SELECTED EXCERPT:
--------------------------------------------------
You are viewing a plain text version of this content. The canonical link for it is here.
Posted to dev@httpd.apache.org by Marc Slemko <ma...@znep.com> on 1999/12/26 09:10:27 UTC

Ban MSIECrawler

Just a FYI; if you haven't already (and most people probably have), make
sure to ban anything resembling:

Mozilla/4.0 (compatible; MSIE 4.01; MSIECrawler; Windows 95)

from your site.  This is, AFAIK, IE in it's lame-ass "kill the web" mode.

I just saw a site get pummelled by over 250 hits per second from a bunch
of users using this.  They weren't doing anything special, I have no
reason to think there was any planned DoS attack.  The site simply had
something like:

ErrorDocument 404 http://site.example.com/notthere.html

in a .htaccess, ...where /notthere.html didn't exist on the site.

So whenever this pile of junk got a 404, it ended up getting stuck in a
loop of redirects to the same page it was already on.  How can MS release
software like this?


Re: Ban MSIECrawler

Posted by Marc Slemko <ma...@znep.com>.
On Sun, 26 Dec 1999, Greg Stein wrote:

> On Sun, 26 Dec 1999, Marc Slemko wrote:
> > Just a FYI; if you haven't already (and most people probably have), make
> > sure to ban anything resembling:
> > 
> > Mozilla/4.0 (compatible; MSIE 4.01; MSIECrawler; Windows 95)
> > 
> > from your site.  This is, AFAIK, IE in it's lame-ass "kill the web" mode.
> > 
> > I just saw a site get pummelled by over 250 hits per second from a bunch
> > of users using this.  They weren't doing anything special, I have no
> > reason to think there was any planned DoS attack.  The site simply had
> > something like:
> > 
> > ErrorDocument 404 http://site.example.com/notthere.html
> > 
> > in a .htaccess, ...where /notthere.html didn't exist on the site.
> > 
> > So whenever this pile of junk got a 404, it ended up getting stuck in a
> > loop of redirects to the same page it was already on.  How can MS release
> > software like this?
> 
> Actually, it is a pretty nice feature to yank down a bunch of pages so
> that they will be available when you disconnect your laptop from the
> Internet. I'm not familiar with a similar feature in any other browser.
> It's kind of nice, actually, to have a copy of a web site on the plane
> with you for reference while you work.

That's fine, but its implementation is horrible enough that making the
webserver available to actual users is far more important than letting
MSIECrawler crap all over it...

> 
> If a site continues to return a redirect on an error, then what is the
> client supposed to do? It should go get the other document.
> 
> Personally... I can easily understand the fetch loop that results. Since

That's why RFC2068 said (and 1945 had something almost the same):

10.3 Redirection 3xx

   This class of status code indicates that further action needs to be
   taken by the user agent in order to fulfill the request. The action
   required MAY be carried out by the user agent without interaction
   with the user if and only if the method used in the second request is
   GET or HEAD. A user agent SHOULD NOT automatically redirect a request
   more than 5 times, since such redirections usually indicate an
   infinite loop.

which was amended in RFC2616 to:

10.3 Redirection 3xx

   This class of status code indicates that further action needs to be
   taken by the user agent in order to fulfill the request.  The action
   required MAY be carried out by the user agent without interaction
   with the user if and only if the method used in the second request is
   GET or HEAD. A client SHOULD detect infinite redirection loops, since
   such loops generate network traffic for each redirection.
--------------------------------------------------
DATASET EXCERPTS:
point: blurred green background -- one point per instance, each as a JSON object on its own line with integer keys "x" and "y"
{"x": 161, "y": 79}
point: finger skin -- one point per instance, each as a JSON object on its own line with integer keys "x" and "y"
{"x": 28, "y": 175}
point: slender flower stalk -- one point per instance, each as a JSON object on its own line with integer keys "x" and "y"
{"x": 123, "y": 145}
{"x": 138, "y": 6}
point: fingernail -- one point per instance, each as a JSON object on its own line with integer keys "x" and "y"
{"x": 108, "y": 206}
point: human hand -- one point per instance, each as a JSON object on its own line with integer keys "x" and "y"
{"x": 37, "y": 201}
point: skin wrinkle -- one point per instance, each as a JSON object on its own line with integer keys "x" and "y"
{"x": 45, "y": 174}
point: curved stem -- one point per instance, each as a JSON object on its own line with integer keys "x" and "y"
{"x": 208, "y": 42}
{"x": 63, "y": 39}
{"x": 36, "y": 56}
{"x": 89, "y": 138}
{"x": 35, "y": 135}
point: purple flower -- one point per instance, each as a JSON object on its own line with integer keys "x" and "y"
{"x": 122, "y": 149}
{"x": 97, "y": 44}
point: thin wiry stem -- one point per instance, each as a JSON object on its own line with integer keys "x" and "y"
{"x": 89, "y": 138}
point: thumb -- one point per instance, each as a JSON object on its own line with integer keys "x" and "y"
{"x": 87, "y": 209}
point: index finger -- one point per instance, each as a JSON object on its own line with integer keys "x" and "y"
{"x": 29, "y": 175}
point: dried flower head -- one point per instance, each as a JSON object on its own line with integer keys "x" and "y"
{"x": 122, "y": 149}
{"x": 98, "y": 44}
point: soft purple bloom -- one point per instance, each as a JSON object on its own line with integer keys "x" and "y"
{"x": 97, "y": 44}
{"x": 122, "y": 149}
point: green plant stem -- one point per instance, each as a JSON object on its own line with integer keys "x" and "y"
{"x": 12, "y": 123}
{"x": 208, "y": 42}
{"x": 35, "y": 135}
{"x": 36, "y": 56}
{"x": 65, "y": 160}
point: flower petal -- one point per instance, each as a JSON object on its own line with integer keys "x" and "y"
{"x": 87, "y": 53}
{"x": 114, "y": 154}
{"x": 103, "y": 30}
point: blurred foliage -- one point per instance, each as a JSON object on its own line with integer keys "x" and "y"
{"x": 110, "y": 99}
--------------------------------------------------
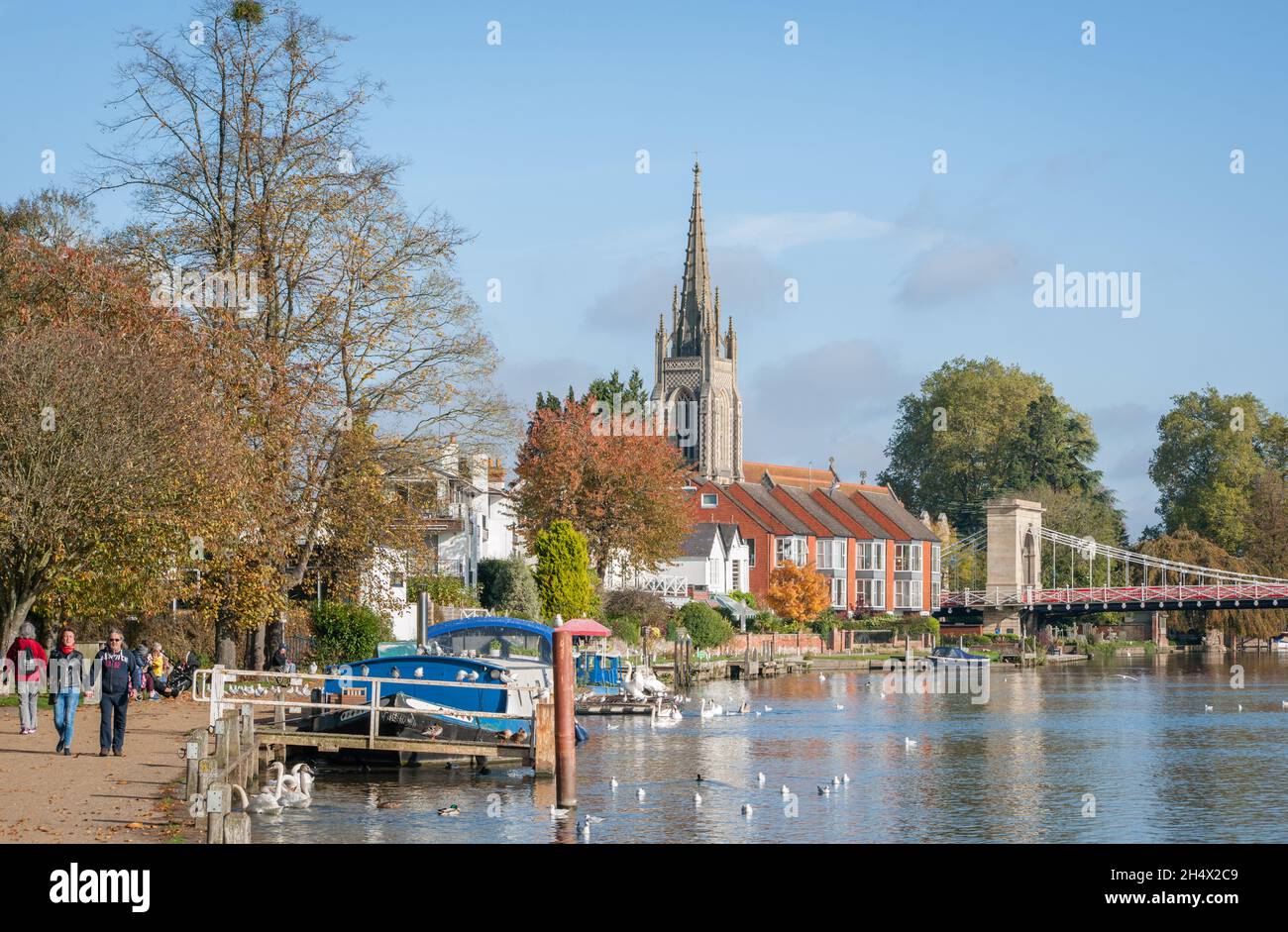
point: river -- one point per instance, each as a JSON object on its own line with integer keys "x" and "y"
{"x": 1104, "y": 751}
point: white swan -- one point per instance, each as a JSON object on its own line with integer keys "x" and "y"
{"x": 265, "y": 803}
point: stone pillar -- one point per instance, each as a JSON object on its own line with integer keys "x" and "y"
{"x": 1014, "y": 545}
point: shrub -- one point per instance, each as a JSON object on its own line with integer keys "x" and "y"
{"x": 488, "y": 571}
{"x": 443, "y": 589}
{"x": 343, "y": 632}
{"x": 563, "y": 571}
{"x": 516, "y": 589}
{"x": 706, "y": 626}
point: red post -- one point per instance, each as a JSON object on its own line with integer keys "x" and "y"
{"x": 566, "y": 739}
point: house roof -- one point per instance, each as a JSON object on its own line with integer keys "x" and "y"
--------------------------------------------------
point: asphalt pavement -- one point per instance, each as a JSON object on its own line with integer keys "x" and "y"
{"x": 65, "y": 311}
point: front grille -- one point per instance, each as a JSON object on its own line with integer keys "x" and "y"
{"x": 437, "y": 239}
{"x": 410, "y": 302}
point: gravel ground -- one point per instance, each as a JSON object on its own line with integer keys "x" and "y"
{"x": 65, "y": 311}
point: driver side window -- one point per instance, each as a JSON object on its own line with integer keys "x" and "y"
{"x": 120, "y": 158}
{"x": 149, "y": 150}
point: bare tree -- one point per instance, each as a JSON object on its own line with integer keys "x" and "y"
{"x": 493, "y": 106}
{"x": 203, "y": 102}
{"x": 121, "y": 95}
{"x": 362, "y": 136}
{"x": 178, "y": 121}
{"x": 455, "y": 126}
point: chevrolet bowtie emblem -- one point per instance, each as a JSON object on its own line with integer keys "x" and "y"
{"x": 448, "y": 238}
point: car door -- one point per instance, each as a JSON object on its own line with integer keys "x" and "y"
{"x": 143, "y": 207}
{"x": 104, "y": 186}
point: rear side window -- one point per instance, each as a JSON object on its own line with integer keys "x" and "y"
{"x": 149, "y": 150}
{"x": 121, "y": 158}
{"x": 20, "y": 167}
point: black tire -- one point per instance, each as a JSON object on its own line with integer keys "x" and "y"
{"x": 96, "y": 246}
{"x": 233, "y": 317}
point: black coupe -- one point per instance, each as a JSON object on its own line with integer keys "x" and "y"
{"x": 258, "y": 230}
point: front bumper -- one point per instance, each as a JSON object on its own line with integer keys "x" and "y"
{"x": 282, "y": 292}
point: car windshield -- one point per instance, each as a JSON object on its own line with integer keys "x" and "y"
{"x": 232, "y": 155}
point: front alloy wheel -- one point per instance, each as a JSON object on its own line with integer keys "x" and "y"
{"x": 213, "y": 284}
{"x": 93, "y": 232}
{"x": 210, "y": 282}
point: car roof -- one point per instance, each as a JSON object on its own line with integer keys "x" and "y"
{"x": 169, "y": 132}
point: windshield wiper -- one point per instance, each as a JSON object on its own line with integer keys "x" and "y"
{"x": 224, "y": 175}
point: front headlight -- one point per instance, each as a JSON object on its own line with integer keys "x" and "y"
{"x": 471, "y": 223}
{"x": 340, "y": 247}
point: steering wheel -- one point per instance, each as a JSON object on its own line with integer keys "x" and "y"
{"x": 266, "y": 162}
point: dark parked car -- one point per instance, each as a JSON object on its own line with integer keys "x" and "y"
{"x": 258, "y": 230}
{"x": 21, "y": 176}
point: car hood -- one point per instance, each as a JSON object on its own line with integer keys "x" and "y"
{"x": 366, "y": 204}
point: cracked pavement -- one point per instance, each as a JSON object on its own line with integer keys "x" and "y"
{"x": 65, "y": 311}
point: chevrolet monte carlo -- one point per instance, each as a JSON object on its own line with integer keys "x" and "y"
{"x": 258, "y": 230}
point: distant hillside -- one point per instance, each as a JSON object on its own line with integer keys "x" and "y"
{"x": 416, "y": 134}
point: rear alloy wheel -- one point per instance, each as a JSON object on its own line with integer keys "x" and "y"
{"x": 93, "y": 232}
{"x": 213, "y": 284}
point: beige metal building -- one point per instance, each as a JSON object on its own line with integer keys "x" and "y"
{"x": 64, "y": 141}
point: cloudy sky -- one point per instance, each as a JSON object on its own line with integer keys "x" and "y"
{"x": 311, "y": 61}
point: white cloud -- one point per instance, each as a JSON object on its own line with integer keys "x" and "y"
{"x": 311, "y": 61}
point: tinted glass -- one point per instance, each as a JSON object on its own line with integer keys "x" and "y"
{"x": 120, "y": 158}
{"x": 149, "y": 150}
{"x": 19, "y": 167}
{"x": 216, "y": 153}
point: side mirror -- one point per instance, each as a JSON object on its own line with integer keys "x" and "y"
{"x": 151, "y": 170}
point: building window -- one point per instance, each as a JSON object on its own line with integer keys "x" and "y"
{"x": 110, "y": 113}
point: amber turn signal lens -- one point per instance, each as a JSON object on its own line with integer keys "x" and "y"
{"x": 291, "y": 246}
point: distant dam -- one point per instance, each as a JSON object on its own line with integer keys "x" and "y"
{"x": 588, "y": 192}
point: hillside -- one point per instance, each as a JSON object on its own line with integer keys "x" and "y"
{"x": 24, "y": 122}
--------------------------------------------------
PROBLEMS:
[1] Show every line in the entries that contains the string "roof".
[2] Continue the mailing-list thread about banning MSIECrawler, starting right after its final sentence.

PER-TASK ANSWERS:
[1]
point: house roof -- one point per instance, each as a JSON object on its own line with integer keys "x" and "y"
point: car roof -- one point per instance, each as a JSON object on its own line with integer keys "x" and "y"

[2]
      Note: previous versions of this specification recommended a
      maximum of five redirections. Content developers should be aware
      that there might be clients that implement such a fixed
      limitation.

If someone actually reads the RFCs for the protocol they are trying to
implement, the potential problem becomes clear.  It is made even clearer
in various less formal guidelines for robots, which the MSIECrawler
designers should have investigated since that is what it is.

[...]
> IMO, don't ban MSIECrawler (that'll just piss off users trying to cache
> your site). Fix the ErrorDocument response.

That doesn't work too well when you have hundreds of thousands of users,
any one of which could stick one in without you knowing until the server
is attacked by a roving pack of MSIECrawlers and brought to its knees
before you can jump in with a club and fight them off.


Re: Ban MSIECrawler

Posted by Greg Stein <gs...@lyra.org>.
On Sun, 26 Dec 1999, Marc Slemko wrote:
> Just a FYI; if you haven't already (and most people probably have), make
> sure to ban anything resembling:
> 
> Mozilla/4.0 (compatible; MSIE 4.01; MSIECrawler; Windows 95)
> 
> from your site.  This is, AFAIK, IE in it's lame-ass "kill the web" mode.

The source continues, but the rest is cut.